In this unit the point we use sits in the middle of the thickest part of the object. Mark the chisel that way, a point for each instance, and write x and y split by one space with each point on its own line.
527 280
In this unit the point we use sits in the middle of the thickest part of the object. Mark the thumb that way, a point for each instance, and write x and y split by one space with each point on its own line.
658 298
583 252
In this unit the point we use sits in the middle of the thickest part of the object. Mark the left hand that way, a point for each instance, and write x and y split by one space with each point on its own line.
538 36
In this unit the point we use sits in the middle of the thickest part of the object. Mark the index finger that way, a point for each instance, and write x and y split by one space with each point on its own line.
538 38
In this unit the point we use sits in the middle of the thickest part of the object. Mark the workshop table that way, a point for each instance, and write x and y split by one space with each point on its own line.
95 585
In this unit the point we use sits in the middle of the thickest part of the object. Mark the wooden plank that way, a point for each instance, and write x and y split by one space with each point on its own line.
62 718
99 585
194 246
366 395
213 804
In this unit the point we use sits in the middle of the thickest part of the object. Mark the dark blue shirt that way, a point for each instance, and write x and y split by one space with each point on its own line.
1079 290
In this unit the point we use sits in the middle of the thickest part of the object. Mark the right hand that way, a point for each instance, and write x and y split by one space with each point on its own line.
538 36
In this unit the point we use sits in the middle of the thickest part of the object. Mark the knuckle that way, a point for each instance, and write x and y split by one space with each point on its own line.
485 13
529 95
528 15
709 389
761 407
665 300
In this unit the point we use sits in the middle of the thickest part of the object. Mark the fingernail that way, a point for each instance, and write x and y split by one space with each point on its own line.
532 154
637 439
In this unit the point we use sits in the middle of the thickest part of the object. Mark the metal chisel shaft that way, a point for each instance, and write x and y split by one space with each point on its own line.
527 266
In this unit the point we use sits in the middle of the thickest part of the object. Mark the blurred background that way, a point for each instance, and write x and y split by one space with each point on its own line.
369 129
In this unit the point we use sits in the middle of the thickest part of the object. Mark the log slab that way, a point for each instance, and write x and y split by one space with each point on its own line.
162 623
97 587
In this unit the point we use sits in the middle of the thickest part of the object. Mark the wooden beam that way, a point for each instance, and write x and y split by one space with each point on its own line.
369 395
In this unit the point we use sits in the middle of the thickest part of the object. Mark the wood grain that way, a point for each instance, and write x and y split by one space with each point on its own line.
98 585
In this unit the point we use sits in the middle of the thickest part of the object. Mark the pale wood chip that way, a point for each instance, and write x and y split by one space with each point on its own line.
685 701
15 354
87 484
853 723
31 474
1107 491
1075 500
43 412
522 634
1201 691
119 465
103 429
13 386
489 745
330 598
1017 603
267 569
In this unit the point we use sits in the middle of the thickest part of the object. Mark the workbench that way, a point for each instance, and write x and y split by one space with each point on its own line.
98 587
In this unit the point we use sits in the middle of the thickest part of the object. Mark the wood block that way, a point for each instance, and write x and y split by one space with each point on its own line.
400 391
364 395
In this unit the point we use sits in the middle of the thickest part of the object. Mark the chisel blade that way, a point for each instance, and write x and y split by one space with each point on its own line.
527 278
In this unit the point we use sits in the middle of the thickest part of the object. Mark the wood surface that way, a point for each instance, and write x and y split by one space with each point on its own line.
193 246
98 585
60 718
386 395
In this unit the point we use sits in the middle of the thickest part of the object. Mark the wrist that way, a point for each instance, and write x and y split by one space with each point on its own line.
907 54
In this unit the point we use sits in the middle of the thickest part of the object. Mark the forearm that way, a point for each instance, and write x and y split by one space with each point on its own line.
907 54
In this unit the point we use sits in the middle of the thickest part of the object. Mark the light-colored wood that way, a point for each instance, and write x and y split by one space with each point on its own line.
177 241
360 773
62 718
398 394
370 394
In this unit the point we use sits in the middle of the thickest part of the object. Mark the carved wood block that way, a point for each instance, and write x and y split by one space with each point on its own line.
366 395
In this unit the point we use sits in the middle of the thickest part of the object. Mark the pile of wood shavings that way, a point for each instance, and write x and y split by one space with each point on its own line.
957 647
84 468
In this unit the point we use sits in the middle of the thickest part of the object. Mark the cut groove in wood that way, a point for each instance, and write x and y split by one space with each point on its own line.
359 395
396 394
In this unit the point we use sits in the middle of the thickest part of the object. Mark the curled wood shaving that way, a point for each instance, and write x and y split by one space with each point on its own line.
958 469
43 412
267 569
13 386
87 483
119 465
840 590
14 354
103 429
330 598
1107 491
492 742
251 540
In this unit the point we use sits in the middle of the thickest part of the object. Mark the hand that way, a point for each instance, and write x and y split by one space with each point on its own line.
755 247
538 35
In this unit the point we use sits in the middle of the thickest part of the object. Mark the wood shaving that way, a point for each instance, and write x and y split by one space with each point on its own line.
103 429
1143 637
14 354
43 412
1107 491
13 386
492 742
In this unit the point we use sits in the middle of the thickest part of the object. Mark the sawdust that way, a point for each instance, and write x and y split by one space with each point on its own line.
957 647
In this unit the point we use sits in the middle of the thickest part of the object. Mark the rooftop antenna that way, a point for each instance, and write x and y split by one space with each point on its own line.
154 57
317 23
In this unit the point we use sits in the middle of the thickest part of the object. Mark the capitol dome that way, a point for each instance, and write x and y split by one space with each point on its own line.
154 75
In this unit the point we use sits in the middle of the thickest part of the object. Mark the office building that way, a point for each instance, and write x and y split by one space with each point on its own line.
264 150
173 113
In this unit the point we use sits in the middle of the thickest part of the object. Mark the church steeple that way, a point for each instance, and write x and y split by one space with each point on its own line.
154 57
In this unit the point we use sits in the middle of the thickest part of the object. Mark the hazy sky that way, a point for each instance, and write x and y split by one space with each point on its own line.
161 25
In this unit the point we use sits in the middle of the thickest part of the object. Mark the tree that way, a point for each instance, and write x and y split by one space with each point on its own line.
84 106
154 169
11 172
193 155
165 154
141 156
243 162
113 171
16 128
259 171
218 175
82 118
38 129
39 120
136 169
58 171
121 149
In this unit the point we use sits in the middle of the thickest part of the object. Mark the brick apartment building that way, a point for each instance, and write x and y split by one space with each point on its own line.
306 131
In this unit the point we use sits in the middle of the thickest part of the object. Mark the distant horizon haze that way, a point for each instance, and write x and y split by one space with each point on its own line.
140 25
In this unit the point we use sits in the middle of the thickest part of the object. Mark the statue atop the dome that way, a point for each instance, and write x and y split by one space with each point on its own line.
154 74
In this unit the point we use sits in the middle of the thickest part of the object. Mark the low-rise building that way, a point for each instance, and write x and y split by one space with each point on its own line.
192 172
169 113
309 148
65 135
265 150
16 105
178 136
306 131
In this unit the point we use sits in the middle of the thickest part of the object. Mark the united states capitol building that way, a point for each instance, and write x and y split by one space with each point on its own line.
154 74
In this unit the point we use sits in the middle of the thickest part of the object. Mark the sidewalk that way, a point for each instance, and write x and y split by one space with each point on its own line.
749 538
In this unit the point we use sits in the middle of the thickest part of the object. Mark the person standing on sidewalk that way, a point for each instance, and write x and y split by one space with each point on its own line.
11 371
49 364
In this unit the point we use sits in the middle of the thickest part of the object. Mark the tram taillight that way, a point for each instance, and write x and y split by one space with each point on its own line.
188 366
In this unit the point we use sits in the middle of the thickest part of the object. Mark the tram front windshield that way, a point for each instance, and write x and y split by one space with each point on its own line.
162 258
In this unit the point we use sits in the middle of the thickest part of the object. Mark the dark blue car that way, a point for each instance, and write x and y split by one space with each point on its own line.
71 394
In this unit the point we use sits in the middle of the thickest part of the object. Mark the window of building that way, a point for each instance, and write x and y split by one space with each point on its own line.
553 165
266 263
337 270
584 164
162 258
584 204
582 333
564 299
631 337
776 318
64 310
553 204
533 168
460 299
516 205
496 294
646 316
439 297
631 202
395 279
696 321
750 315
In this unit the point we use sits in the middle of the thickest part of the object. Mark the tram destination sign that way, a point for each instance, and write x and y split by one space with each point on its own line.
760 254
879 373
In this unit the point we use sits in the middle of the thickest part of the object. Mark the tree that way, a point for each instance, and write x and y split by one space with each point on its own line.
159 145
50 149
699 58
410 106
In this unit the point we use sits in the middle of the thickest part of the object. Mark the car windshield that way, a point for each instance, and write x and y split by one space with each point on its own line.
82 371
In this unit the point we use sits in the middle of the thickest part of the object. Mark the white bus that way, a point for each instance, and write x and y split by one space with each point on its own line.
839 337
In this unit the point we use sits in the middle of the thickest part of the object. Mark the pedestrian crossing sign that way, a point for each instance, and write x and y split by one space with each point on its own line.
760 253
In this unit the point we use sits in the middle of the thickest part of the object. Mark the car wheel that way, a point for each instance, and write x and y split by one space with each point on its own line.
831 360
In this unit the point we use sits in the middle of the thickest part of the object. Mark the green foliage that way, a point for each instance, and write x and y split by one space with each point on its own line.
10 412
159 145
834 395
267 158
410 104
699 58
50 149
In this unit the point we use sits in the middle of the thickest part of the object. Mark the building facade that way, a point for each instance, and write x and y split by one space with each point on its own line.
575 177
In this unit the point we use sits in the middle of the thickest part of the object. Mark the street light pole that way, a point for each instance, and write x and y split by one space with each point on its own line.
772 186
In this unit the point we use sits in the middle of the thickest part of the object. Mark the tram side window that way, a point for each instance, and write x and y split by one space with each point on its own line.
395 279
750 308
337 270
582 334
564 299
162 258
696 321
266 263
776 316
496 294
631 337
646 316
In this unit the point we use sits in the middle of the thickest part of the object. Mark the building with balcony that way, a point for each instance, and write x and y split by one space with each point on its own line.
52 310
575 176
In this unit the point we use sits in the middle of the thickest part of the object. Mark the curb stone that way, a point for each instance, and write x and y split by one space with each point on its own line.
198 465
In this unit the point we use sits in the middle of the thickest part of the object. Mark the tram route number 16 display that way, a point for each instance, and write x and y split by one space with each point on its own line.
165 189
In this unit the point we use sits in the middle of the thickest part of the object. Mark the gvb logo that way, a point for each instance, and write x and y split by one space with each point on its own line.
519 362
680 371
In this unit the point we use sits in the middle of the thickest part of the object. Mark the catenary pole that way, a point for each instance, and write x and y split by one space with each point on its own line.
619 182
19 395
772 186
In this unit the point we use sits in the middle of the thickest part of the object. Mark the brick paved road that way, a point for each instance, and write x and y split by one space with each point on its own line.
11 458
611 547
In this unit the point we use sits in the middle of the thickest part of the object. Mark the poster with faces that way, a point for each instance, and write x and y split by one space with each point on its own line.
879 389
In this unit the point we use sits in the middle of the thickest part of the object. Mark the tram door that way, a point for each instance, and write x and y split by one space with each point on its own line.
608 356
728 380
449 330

======

TASK GOAL: Your output should be an exact copy of the lines from the one containing "the brick paved" through the last line of the data above.

SOLUTION BELOW:
In this unit the point we use sits in the middle of the thickest part of the object. Mark the brick paved road that way, a point for each instance, and write x and y split by one space with each point on its own line.
11 458
611 547
In this unit the point we use sits in the middle of the thickest part of the object. Mark the poster with faces that way, a point for each instance, and write x and y split by one space with each point on its own line.
879 389
In this unit the point we use sits in the middle of the thickest part of the object. Mark the tram door that way, a point for each instance, and write x and y split by one space with each point on its own line.
608 356
728 380
449 330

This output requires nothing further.